Exercise description: Every line of the data is to be retyped exactly.

═══ The data ═══

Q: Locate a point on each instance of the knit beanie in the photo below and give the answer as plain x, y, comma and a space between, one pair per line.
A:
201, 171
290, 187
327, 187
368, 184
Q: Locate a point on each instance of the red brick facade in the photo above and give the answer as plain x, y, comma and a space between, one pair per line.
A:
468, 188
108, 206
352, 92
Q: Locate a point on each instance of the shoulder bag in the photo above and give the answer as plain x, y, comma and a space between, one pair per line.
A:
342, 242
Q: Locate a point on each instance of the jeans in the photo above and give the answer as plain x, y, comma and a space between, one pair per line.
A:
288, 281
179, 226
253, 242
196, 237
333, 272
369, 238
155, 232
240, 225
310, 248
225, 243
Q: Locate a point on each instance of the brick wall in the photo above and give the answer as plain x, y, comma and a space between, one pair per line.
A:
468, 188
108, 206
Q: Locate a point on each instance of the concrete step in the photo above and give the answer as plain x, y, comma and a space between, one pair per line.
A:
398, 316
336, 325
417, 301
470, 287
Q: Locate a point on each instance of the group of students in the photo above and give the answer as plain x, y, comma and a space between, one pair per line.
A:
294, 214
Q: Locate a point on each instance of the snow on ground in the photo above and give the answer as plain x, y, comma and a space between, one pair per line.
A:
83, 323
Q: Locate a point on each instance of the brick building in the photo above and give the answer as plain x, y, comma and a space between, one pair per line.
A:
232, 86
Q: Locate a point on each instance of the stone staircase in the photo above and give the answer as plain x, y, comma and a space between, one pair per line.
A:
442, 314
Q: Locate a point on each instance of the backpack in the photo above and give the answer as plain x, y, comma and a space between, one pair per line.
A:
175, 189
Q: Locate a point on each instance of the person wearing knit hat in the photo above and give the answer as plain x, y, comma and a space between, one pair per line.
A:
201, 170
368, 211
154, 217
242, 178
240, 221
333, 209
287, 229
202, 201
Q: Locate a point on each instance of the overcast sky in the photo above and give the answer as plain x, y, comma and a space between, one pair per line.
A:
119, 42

═══

Written solution:
Q: Locate a point on each instance of the knit beanie in the photo below and give the answer as plain x, y, comma and a space between, one pair per line.
A:
201, 171
290, 187
327, 187
368, 184
Q: Locate a point on each instance of the red brick facade in the photo above and give the answer as plain x, y, comma and a space between, one pair per line.
A:
468, 188
108, 206
352, 92
Q: Locate a point on each instance of the shoulder bag in the photo above and give the answer as plain x, y, comma and a space between, one pair per line.
A:
342, 242
Q: Locate a point on each instance of the jeans in the photo above and give the answer as plain x, y, comma and a space between, one pair per line.
A:
288, 281
179, 226
253, 242
196, 237
333, 272
369, 238
155, 232
240, 225
310, 248
225, 243
Q: Locate a point on each instance of the brick wall in the photo above and give the answer as plain x, y, comma and a space between, one pair per line.
A:
468, 188
108, 206
Q: Locate a point on each instance of the concrete step in the photo above and give the answer as plain x, y, comma and a space between, one pair per line.
A:
398, 316
336, 325
417, 301
470, 287
Q: Locate a point on each instance of the group of students in the photo above and give the answer as plain x, y, comma and a space between, one pair per line.
A:
294, 214
Q: Locate a point on each instance of the snow on ground in the photo above and give the answer as plain x, y, comma and a space between, one pair per line.
A:
83, 323
Q: Locate a point on each instance of the brick building in the photo above and give the answer as plain x, y, comma and a space between, one pair per line.
A:
232, 86
Q: Locate a point on each instance of the stone staircase in the photo above and give the answer as plain x, y, comma and a space between, one pair per line.
A:
442, 314
Q: Locate a point on each instance of the backpack in the photo above and give the answer as plain x, y, comma and a space between, one pair per line.
A:
175, 189
Q: Locate a point on each instance of the person wearing knit hat in the photo above and give the answer as plain x, y, comma and a space between, one pair per line.
A:
201, 170
368, 211
154, 217
242, 178
240, 221
333, 209
287, 229
202, 201
Q: Locate a point on each instance of the overcast sky in the photo above and give the answer as plain x, y, comma and a space between, one pair per line.
A:
119, 42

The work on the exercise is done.